» **Supplied text**:
# How to assemle an AFX Gplus chassis



## christos_s (Jan 16, 2008)

Help!!!!
I noticed that the armature was knocking on the magnet a bit, so I decided to open the motor up to take a look. My first with inline motors, tjets I do all the time.

Trying to push the axis back in to remount, I split one of the com-brushes... Please tell, how to keep'em apart to thread the axis back between them. Is there a technique?

Now I have to buy brushes too... will the spring pop out now that the brush is broke, once I pull the axis back out?

Help


----------



## 13013comstock (Nov 25, 2006)

I have several AFX G-Plus chassis... I've had to buy some spare brushes for just this problem. The brush springs should stay in their holders when the brushes are removed, but I work over a box to catch everything that drops or flies off... I install one brush and spring in its holder and place a thin strip of masking tape over the brush, taping it to the chassis in a compressed position. I repeat this with the second brush. I then position the armiture in the chassis. When the front of the armiture is in between the two brushes, I remove the tape, right before snapping the front bearing into place. I hope this description is understandable. If anyone else has any ideas, I'd like to hear them too.


----------



## Grandcheapskate (Jan 5, 2006)

» **Data excerpts**:

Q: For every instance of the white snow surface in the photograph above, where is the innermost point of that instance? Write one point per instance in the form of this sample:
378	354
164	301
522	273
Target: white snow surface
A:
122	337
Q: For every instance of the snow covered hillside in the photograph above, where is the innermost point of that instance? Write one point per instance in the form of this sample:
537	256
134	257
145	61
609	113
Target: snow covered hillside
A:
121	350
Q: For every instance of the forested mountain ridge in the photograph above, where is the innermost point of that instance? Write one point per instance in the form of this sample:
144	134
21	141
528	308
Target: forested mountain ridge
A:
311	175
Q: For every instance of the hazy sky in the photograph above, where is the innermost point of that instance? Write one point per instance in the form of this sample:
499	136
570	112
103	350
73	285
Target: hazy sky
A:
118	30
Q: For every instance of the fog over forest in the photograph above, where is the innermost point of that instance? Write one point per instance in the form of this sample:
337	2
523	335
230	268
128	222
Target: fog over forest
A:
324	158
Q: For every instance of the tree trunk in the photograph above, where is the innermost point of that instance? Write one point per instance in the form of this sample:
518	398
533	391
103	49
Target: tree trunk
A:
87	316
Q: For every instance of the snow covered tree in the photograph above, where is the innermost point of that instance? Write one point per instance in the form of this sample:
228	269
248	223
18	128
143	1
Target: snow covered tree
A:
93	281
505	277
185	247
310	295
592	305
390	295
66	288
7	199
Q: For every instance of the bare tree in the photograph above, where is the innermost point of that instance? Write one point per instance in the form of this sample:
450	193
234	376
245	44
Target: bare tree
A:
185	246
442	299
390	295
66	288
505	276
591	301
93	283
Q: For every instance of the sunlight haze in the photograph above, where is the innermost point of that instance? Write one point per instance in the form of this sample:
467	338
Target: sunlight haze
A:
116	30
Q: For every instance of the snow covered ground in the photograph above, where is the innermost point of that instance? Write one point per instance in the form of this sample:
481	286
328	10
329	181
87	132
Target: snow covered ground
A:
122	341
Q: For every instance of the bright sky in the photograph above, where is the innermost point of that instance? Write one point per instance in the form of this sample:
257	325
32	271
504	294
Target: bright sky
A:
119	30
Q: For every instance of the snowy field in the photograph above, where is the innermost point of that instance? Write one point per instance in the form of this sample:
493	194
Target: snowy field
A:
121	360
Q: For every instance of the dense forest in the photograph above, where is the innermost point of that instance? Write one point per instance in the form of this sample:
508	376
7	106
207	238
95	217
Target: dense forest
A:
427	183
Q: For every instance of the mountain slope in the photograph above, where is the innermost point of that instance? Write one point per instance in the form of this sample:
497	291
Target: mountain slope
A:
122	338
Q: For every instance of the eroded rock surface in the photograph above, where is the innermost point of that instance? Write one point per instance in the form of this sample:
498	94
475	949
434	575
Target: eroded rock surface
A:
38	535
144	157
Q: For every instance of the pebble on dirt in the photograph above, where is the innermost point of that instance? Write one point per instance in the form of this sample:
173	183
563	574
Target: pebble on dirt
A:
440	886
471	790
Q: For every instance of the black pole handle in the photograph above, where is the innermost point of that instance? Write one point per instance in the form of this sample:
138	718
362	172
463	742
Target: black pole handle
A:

» **Exercise requirements**:
A - From the forum thread about the AFX chassis, extract the passage from "## christos_s (Jan" up to and including "axis back out?".
B - For each statement, answer yes or no according to the chassis thread, and quote the words that decide it. (i) The first poster regularly works on tjets. (ii) The second poster says the brush springs fall out when the brushes are removed. (iii) The second poster tapes down both brushes before putting the armature in the chassis.

» **Answers**:
A -
## christos_s (Jan 16, 2008)

Help!!!!
I noticed that the armature was knocking on the magnet a bit, so I decided to open the motor up to take a look. My first with inline motors, tjets I do all the time.

Trying to push the axis back in to remount, I split one of the com-brushes... Please tell, how to keep'em apart to thread the axis back between them. Is there a technique?

Now I have to buy brushes too... will the spring pop out now that the brush is broke, once I pull the axis back out?

B -
(i) Yes: "tjets I do all the time."
(ii) No: "The brush springs should stay in their holders when the brushes are removed"
(iii) Yes: "I repeat this with the second brush. I then position the armiture in the chassis."